[Opening RECORDS PROVIDED section]

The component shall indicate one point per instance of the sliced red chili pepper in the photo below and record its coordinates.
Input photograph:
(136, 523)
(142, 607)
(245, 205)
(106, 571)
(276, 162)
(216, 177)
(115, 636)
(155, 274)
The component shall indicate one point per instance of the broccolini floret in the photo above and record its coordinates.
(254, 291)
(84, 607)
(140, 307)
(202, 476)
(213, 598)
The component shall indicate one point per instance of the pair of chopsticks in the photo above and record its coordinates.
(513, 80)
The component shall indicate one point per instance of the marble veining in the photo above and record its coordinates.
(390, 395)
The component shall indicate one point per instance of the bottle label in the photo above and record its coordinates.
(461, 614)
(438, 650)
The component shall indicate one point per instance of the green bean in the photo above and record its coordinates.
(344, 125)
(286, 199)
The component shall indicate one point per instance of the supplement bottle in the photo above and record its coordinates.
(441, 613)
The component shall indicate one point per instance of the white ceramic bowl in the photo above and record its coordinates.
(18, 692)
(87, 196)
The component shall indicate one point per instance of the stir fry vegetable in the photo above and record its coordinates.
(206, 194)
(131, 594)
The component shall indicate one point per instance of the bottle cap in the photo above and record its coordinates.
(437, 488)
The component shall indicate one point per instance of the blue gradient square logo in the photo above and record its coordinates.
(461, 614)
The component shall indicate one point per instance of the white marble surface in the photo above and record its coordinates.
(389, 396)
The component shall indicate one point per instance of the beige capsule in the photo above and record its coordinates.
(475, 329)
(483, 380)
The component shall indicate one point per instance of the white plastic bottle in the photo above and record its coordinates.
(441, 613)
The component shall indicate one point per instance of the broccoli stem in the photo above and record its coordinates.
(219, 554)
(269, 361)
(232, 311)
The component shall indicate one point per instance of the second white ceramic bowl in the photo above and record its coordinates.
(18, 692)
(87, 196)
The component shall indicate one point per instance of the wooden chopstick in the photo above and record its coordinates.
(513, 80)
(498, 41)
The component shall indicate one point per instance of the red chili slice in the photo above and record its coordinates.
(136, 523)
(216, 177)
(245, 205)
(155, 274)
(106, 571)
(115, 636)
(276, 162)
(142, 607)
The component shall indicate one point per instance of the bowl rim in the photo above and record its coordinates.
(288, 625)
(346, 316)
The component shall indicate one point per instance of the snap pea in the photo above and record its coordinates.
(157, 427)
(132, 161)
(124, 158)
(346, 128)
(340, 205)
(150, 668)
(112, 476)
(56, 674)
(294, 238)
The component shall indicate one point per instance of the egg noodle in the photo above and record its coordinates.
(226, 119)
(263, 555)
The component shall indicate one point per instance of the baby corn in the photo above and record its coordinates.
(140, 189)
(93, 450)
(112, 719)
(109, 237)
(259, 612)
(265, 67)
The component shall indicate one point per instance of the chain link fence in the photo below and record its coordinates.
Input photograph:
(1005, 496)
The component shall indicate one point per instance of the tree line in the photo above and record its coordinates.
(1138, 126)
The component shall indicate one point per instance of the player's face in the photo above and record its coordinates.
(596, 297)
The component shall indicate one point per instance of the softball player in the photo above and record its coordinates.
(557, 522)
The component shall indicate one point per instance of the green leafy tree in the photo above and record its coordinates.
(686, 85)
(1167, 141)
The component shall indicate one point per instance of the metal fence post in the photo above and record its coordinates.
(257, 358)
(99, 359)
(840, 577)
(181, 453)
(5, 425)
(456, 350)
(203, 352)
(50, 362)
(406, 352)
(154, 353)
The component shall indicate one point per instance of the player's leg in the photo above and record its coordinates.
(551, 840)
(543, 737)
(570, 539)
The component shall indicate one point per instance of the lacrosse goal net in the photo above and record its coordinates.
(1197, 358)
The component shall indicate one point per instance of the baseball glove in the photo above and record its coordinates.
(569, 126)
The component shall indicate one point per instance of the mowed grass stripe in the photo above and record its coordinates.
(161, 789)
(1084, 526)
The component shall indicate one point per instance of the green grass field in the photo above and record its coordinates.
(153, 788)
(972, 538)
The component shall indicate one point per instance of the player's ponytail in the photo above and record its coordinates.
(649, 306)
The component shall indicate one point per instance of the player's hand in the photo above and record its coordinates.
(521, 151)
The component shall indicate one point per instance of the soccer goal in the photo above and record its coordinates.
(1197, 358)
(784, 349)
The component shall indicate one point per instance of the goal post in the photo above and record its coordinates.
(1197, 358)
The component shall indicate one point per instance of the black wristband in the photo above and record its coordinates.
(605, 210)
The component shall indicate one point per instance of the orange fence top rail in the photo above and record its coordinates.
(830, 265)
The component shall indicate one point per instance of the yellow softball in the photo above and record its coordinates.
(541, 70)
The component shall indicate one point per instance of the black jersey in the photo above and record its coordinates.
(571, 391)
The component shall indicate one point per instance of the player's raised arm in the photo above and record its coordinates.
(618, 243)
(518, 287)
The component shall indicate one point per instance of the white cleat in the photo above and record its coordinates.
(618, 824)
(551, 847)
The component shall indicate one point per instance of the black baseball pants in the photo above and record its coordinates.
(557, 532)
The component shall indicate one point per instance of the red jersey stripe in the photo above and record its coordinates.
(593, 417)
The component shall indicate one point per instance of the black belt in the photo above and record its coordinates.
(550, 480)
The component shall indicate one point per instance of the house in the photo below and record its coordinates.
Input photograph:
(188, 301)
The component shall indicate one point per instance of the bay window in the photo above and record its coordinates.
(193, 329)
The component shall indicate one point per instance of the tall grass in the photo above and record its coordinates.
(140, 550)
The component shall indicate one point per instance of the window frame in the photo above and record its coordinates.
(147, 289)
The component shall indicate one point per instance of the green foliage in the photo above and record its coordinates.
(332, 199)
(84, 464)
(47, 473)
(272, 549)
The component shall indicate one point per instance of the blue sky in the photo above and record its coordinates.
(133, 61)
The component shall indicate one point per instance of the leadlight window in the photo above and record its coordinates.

[Closing RECORDS PROVIDED section]

WORK REQUEST: In the listing above, show every line with the word "below".

COMPLETED TASK:
The component shall indicate one point per instance of the sliced red chili pepper in the photo below and record its coordinates.
The component shall indicate one point per instance of the chain link fence in the photo below and record its coordinates.
The component shall indicate one point per instance of the house in the photo below and record its coordinates.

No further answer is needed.